Anggota Kelompok : 1)Rica Fitriyanti; 2)Meitika Triyustitia; 3)Megavani R; 3)Ibni Ulhusna
PENDAHULUAN
I.1 Latar Belakang
Derajat kesehatan dan keselamatan yang tinggi di tempat kerja merupakan hak pekerja yang wajib dipenuhi oleh perusahaan disamping hak-hak normatif lainnya. Perusahaan hendaknya sadar dan mengerti bahwa pekerja bukanlah sebuah sumber daya yang terus-menerus dimanfaatkan melainkan sebagai makhluk sosial yang harus dijaga dan diperhatikan mengingat banyaknya faktor dan resiko bahaya yang ada di tempat kerja.
Selain perusahaan, pemerintah pun turut bertanggungjawab untuk melindungi kesehatan dan keselamatan kerja. Upaya yang dilakukan oleh pemerintah dengan mengeluarkan peraturan perundang-undangan yang yang mengatur tentang K3 yaitu UU No.1 tahun 1970 tentang Keselamatan dan Kesehatan Kerja (K3), Permenaker No.05/Men/1996 tentang Sistem Manajemen Kesehatan dan Keselamatan Kerja (SMK3).
Di dalam pasal 87 (1): UU No.13 Th 2003 Ketenagakerjaan dinyatakan bahwa setiap perusahaan wajib menetapkan sistem manajemen K3 yang terintegrasi dengan sistem manajemen perusahaan. Pada pasal 3 ayat 1 dan 2 dinyatakan bahwa setiap perusahaan yang memperkerjakan tenaga kerja sebanyak 100 orang atau lebih dan atau mengandung potensi bahaya yang ditimbulkan oleh karakteristik proses atau bahan produksi yang dapat mengakibatkan kecelakaan kerja seperti peledakan, kebakaran, pencemaran lingkungan dan penyakit akibat kerja wajib menerapkan sistem manajemen K3. Dengan demikian kewajiban penerapan SMK3 didasarkan pada dua hal yaitu ukuran besarnya perusahaan dan tingkat potensi bahaya yang ditimbulkan.
I.2 Tujuan dan sasaran
Tujuan dan sasaran yang termuat dalam SMK3 ini adalah :
1. menciptakan suatu sistem keselamatan dan kesehatan kerja dengan melibatkan unsur manajemen, tenaga kerja, kondisi dan lingkungan kerja dalam rangka mencegah dan mengurangi kecelakaan dan penyakit akibat kerja
2. terciptanya tempat kerja yang aman, efisien dan produktif.

Tantangan:
(a) Jawab pertanyaan berikut dari teks tentang K3:
(i) Undang-undang nomor berapa dan tahun berapa yang mengatur Keselamatan dan Kesehatan Kerja?
(ii) Menurut pasal 3 ayat 1 dan 2, perusahaan dengan berapa tenaga kerja yang wajib menerapkan sistem manajemen K3?
(iii) Tempat kerja seperti apa yang disebut dalam tujuan dan sasaran nomor 2?
(b) Tulis ulang teks tentang K3 dari "Selain perusahaan, pemerintah" sampai "Keselamatan Kerja (SMK3).", lalu ganti "pemerintah" dengan "negara".
Data yang tersimpan sama sekali tidak dipakai di sini.

Data Tersimpan:

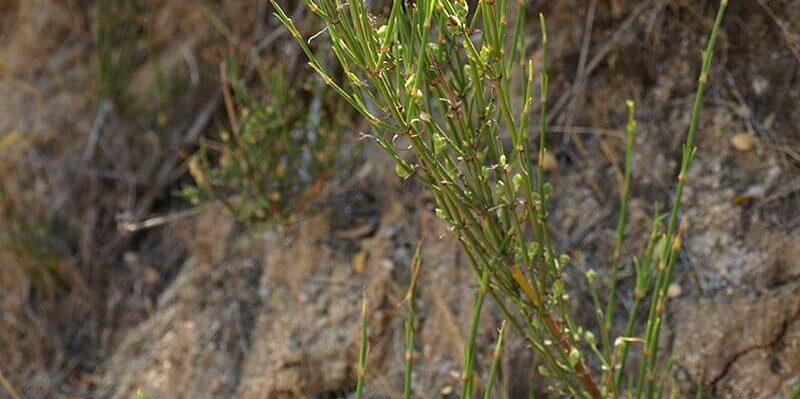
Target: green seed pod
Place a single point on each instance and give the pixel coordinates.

Jawaban Tiap Tugas:
(a)
(i) UU No.1 tahun 1970.
(ii) 100 orang atau lebih.
(iii) Tempat kerja yang aman, efisien dan produktif.

(b)
Selain perusahaan, negara pun turut bertanggungjawab untuk melindungi kesehatan dan keselamatan kerja. Upaya yang dilakukan oleh negara dengan mengeluarkan peraturan perundang-undangan yang yang mengatur tentang K3 yaitu UU No.1 tahun 1970 tentang Keselamatan dan Kesehatan Kerja (K3), Permenaker No.05/Men/1996 tentang Sistem Manajemen Kesehatan dan Keselamatan Kerja (SMK3).